Given text »
○ ○ ○
While visiting DC, Aussie John Quiggin notes that Americans are friendly -- friendlier, in fact, than his fellow Australians (except for the Brisbanians/Brisbanites/Brisbaniacs). This seems at odds with my own experience, as I found Australians to be friendlier than Americans. The people of DC were of about average friendliness, so it's not an issue of which Americans he's met. These two observations, while seemingly contradictory, do appear consistent with a larger trend: people who go abroad typically report that the inhabitants of their destination country are very friendly.
○ ○ ○
Rows »
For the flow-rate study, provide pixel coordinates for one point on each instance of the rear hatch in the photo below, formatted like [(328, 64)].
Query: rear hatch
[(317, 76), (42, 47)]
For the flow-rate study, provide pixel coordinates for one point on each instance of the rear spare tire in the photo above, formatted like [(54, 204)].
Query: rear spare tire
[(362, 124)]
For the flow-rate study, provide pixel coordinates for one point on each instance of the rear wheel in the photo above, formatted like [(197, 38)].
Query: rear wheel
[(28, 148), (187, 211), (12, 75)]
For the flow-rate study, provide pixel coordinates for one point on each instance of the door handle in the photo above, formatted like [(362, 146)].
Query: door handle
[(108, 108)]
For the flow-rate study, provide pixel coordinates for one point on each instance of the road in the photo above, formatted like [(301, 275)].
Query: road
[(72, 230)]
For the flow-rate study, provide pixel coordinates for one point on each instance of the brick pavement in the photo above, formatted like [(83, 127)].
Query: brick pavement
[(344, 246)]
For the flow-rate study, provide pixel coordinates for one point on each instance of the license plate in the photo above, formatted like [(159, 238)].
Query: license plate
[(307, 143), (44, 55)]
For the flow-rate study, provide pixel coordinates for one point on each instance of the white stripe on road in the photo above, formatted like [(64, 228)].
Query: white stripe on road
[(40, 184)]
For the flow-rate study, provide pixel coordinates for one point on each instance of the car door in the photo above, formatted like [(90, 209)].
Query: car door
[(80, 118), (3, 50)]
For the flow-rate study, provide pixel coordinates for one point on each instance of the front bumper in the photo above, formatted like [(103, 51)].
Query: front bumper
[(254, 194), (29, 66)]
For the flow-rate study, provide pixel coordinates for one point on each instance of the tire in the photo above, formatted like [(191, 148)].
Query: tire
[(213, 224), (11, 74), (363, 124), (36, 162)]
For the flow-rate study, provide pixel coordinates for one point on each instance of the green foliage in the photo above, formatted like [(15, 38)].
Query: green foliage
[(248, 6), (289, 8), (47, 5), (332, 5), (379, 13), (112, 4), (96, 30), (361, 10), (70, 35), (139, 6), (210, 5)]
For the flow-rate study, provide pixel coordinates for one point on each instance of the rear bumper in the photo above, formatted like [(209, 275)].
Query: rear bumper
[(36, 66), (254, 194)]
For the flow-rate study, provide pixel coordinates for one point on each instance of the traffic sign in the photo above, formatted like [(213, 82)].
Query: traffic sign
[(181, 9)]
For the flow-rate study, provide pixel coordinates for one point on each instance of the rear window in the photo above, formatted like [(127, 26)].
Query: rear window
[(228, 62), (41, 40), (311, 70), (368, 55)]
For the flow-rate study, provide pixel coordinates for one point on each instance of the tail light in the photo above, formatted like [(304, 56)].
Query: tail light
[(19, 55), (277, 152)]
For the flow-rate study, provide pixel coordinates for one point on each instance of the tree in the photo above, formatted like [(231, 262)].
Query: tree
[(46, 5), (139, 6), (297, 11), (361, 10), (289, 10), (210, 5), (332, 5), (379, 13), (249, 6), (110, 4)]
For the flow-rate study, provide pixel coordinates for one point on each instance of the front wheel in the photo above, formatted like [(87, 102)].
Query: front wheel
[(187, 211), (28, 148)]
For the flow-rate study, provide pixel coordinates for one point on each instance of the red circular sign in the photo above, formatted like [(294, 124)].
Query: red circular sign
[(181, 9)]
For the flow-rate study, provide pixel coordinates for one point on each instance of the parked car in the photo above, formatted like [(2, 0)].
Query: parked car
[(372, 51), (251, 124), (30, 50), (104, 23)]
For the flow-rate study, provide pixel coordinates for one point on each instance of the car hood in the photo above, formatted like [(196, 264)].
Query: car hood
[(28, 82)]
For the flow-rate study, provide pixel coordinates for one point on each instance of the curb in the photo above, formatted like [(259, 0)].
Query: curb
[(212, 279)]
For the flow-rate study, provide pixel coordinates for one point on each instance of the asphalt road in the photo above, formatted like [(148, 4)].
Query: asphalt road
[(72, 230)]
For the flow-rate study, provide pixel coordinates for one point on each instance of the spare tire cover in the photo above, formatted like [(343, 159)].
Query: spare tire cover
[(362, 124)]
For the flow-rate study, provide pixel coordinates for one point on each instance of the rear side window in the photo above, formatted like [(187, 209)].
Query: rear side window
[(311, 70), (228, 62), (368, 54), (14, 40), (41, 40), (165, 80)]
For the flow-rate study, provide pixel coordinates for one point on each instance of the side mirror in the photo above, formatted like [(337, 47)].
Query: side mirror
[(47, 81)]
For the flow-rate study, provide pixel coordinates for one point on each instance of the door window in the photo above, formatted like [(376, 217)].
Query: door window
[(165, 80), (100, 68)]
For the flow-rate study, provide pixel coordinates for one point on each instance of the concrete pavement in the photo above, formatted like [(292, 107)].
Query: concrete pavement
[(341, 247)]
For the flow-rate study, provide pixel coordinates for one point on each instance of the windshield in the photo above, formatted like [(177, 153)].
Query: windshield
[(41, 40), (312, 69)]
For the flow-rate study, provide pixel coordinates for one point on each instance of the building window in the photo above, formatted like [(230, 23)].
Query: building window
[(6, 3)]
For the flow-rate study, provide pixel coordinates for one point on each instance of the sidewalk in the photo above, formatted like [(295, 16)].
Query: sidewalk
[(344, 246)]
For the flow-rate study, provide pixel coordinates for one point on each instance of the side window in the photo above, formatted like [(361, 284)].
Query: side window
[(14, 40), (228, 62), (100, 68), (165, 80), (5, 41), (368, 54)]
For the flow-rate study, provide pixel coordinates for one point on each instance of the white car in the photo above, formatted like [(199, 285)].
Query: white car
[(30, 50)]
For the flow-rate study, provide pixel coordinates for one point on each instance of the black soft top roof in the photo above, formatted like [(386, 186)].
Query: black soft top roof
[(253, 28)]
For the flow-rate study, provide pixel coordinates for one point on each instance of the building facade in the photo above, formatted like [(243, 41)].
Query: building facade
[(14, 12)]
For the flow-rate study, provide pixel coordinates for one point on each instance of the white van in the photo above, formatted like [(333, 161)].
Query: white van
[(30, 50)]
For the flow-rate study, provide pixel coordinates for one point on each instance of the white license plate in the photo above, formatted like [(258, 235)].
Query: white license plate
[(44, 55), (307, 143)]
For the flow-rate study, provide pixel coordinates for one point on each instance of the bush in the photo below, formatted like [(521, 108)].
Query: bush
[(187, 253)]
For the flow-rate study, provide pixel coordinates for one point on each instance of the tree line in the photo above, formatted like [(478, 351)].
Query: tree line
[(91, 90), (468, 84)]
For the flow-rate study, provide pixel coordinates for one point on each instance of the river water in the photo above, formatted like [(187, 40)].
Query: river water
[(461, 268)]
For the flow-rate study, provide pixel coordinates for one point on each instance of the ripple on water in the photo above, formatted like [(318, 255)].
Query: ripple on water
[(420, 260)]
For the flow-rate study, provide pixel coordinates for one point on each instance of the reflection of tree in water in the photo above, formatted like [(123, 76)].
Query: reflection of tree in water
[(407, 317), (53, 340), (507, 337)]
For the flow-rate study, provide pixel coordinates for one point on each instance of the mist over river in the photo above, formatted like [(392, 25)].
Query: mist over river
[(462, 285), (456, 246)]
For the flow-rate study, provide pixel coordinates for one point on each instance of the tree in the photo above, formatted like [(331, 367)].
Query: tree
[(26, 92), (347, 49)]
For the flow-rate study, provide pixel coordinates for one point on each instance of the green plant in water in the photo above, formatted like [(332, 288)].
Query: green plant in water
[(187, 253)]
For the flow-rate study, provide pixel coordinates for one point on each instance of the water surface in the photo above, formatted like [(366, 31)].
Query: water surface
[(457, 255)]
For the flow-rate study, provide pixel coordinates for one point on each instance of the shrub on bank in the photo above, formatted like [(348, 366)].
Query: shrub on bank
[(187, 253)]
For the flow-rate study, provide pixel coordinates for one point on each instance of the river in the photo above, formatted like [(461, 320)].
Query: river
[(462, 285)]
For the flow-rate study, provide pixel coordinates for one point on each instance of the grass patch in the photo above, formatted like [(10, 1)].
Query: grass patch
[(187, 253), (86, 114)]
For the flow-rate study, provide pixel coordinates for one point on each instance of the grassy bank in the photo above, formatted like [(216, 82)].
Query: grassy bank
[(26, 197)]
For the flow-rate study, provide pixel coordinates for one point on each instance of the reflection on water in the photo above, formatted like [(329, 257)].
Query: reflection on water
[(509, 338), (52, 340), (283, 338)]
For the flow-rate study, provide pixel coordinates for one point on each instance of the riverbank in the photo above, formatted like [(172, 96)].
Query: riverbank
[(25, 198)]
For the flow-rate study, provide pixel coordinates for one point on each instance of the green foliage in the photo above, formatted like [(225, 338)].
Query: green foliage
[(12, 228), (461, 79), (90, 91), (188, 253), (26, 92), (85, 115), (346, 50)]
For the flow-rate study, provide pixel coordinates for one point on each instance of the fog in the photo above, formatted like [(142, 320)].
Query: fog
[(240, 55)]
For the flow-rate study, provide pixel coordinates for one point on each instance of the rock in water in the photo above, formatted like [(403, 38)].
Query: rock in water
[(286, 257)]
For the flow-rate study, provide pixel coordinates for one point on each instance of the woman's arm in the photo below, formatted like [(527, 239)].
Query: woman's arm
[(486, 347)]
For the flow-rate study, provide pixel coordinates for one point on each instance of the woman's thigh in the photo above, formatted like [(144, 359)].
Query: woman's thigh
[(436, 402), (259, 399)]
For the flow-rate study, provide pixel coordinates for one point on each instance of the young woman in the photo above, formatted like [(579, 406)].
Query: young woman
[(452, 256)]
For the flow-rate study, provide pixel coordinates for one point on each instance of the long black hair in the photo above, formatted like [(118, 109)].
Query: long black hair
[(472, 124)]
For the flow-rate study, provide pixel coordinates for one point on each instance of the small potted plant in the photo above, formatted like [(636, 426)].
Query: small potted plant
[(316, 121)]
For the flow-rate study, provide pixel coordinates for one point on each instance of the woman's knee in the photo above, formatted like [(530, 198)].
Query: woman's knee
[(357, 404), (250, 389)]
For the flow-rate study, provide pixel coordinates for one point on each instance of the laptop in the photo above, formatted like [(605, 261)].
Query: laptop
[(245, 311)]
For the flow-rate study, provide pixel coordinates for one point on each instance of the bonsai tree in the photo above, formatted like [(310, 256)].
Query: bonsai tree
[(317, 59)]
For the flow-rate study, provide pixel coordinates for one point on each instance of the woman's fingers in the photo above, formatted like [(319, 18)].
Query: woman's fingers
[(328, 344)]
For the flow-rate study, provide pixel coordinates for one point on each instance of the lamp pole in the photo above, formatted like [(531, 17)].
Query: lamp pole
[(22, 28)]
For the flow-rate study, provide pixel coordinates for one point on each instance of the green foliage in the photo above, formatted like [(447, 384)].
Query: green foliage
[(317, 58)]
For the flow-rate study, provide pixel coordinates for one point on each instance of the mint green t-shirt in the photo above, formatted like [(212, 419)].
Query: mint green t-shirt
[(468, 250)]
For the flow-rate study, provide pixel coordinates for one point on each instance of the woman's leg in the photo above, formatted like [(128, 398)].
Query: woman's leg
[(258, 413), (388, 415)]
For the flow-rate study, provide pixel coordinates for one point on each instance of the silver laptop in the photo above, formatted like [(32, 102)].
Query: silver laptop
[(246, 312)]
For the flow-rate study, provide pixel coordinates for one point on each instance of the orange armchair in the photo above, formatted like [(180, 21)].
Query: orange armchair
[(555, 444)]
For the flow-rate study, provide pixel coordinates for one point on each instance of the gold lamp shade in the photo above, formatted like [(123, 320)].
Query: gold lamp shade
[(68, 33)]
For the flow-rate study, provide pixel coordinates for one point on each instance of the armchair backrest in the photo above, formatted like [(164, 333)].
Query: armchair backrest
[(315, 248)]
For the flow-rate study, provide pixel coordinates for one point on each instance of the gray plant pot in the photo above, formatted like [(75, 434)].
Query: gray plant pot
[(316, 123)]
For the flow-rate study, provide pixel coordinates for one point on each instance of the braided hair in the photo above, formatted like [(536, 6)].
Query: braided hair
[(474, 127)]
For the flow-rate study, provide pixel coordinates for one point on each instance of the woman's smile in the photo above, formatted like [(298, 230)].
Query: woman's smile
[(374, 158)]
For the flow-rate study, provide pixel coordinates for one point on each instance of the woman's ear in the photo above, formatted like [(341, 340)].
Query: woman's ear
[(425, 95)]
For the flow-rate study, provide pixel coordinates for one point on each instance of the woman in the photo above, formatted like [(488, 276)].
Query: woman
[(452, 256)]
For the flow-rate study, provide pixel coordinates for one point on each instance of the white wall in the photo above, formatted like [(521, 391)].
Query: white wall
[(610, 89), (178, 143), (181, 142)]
○ ○ ○
Objectives »
1. Convert the stretch of the listing from the line containing "like [(343, 159)]." through the line containing "40), (165, 80)]" into a numbered list, skipping any blank lines.
2. Carry on the piece about whether Americans or Australians are friendlier, starting after its last sentence.
The piece on friendliness and the listing are unrelated to each other.

Answers provided »
1.
1. For the flow-rate study, provide pixel coordinates for one point on each instance of the spare tire cover in the photo above, formatted like [(343, 159)].
2. Query: spare tire cover
3. [(362, 124)]
4. For the flow-rate study, provide pixel coordinates for one point on each instance of the rear side window in the photo above, formatted like [(187, 209)].
5. Query: rear side window
6. [(311, 70), (228, 62), (368, 54), (14, 40), (41, 40), (165, 80)]

2.
Off the top of my head, I have a couple theories as to why visitors to foreign countries generally find their hosts to be notably friendly. It may be an issue of lowered expectations. We can come to (sometimes subconsciously) expect foreigners to be notably unfriendly -- put off by our alienness, perhaps, or we're both unable to overcome the culture barrier. Against this low standard, otherwise average friendliness shines. It may be an issue of how people react to foreigners versus natives. It's possible that people in general tend to be friendlier toward those who reveal themselves to be from far away -- out of a fascination with encountering someone out of the ordinary, or a desire to help someone who may need more help due to being away from familiar surroundings. It may be an issue of under-estimation of the friendliness of the people in our own country. I know I'm surprised from time to time at how much more friendly people in Pennsylvania are than I expect them to be (despite having lived in the state for 17 years, and off and on for 5 more).